Complete the following —
1 - Please retype the part of the post about keeping birds that opens with the words containing "As a teenager" and closes with "a big cage!".
2 - Say how many lines of the entries hold the word "tattooed", giving only the number.

Document —
<<<<

Monday, February 09, 2015

Bird in a cage

Last year a friend asked if my kids would like to take care of his 2 budgies Kelvin and... I forgot the other birds name, she's gone now.
We were reluctant to take the birds but wanted to help him out and I thought it would be good for the kids to have first hand experience of taking care of a bird.

As a teenager I didn't really relate to people very well and preferred to spend time in the wild, watching birds, fishing and that sort of thing. At some point I managed to convince my parents to let me keep some birds and before long I had completely overwhelmed them. From the age of about 14 I started to breed various species of birds, then by the time I was 20 I'd practically turned half my parents back yard into a network of aviaries and cages. I always wanted to create as close to as natural and diverse space as possible... but in fact all I did was keep a whole lot of birds in a big cage! 

I preferred native species but I remember having a pair of Cuban finches which were so small the male would continually get out of the aviary, but his bond was so strong to the female that he'd always stick around and fly back into the aviary when I opened the door. In my fantasy world this is exactly how it would be. I would keep the birds but they'd be free to fly around the unfenced boundary of our yard... I remember at the beginning of High School I read a book called Birdy by William Wharton (A good read for a maladjusted teen)....  The main character in the story, who had been kind of obsessed with birds, became psychologically unhinged when he served in the second world war and regressed into an imaginary world. Some how I related to this kind of disturbing story and have to admit I often retreated into a similar fantasy world with the birds.

>>>>

Data to process —
<<<<

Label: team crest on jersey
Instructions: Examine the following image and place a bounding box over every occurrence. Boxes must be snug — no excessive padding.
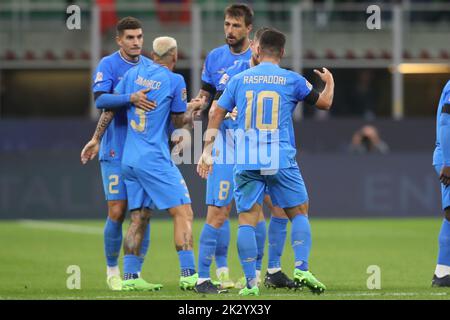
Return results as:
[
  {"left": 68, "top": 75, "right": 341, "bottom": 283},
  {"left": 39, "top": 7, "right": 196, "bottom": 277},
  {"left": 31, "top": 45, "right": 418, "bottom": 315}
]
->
[
  {"left": 95, "top": 72, "right": 103, "bottom": 82},
  {"left": 219, "top": 73, "right": 230, "bottom": 84}
]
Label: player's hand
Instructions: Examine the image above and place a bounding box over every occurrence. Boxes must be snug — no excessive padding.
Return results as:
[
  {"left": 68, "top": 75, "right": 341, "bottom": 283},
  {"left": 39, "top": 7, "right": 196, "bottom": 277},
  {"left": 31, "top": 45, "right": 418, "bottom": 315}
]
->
[
  {"left": 314, "top": 68, "right": 334, "bottom": 83},
  {"left": 439, "top": 166, "right": 450, "bottom": 186},
  {"left": 130, "top": 88, "right": 156, "bottom": 111},
  {"left": 197, "top": 150, "right": 213, "bottom": 179},
  {"left": 230, "top": 107, "right": 237, "bottom": 121},
  {"left": 81, "top": 139, "right": 100, "bottom": 164}
]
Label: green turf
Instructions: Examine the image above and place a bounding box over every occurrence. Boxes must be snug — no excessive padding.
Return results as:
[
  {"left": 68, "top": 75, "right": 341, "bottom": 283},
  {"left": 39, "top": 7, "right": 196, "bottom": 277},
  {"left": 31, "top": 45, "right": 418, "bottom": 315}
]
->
[{"left": 0, "top": 218, "right": 450, "bottom": 300}]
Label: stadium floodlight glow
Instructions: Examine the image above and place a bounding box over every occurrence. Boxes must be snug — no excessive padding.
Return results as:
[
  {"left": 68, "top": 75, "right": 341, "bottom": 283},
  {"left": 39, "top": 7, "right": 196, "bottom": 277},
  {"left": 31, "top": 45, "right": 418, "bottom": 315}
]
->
[{"left": 389, "top": 63, "right": 450, "bottom": 74}]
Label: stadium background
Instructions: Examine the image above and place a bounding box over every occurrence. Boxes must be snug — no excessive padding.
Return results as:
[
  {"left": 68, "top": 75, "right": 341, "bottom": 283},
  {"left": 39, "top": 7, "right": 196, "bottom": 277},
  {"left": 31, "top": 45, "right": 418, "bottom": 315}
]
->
[{"left": 0, "top": 0, "right": 450, "bottom": 219}]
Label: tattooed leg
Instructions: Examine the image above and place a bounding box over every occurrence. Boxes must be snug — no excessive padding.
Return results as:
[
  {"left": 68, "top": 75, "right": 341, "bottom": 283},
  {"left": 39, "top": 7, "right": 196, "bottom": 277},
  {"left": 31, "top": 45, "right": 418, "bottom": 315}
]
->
[
  {"left": 169, "top": 204, "right": 194, "bottom": 251},
  {"left": 123, "top": 208, "right": 151, "bottom": 256}
]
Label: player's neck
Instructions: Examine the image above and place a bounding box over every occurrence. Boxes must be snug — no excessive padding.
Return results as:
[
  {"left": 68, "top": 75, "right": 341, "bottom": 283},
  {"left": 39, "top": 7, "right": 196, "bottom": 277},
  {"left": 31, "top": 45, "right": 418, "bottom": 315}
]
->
[
  {"left": 229, "top": 38, "right": 250, "bottom": 54},
  {"left": 119, "top": 48, "right": 139, "bottom": 63}
]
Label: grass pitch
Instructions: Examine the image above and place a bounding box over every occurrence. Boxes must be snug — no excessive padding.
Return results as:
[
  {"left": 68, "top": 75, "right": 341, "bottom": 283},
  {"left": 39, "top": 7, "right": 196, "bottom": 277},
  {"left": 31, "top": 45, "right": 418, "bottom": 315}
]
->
[{"left": 0, "top": 218, "right": 450, "bottom": 300}]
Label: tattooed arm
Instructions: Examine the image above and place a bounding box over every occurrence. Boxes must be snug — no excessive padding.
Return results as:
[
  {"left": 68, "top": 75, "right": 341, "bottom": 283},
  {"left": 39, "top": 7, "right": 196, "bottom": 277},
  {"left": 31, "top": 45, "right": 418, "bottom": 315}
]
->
[{"left": 81, "top": 110, "right": 115, "bottom": 164}]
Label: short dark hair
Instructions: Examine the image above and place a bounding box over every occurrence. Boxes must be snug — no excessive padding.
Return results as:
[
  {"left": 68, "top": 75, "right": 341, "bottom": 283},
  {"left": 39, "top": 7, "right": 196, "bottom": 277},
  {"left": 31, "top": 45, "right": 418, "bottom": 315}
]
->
[
  {"left": 259, "top": 29, "right": 286, "bottom": 57},
  {"left": 254, "top": 27, "right": 272, "bottom": 41},
  {"left": 224, "top": 3, "right": 253, "bottom": 26},
  {"left": 116, "top": 17, "right": 142, "bottom": 36}
]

>>>>

The solutions —
1 -
As a teenager I didn't really relate to people very well and preferred to spend time in the wild, watching birds, fishing and that sort of thing. At some point I managed to convince my parents to let me keep some birds and before long I had completely overwhelmed them. From the age of about 14 I started to breed various species of birds, then by the time I was 20 I'd practically turned half my parents back yard into a network of aviaries and cages. I always wanted to create as close to as natural and diverse space as possible... but in fact all I did was keep a whole lot of birds in a big cage!

2 - 2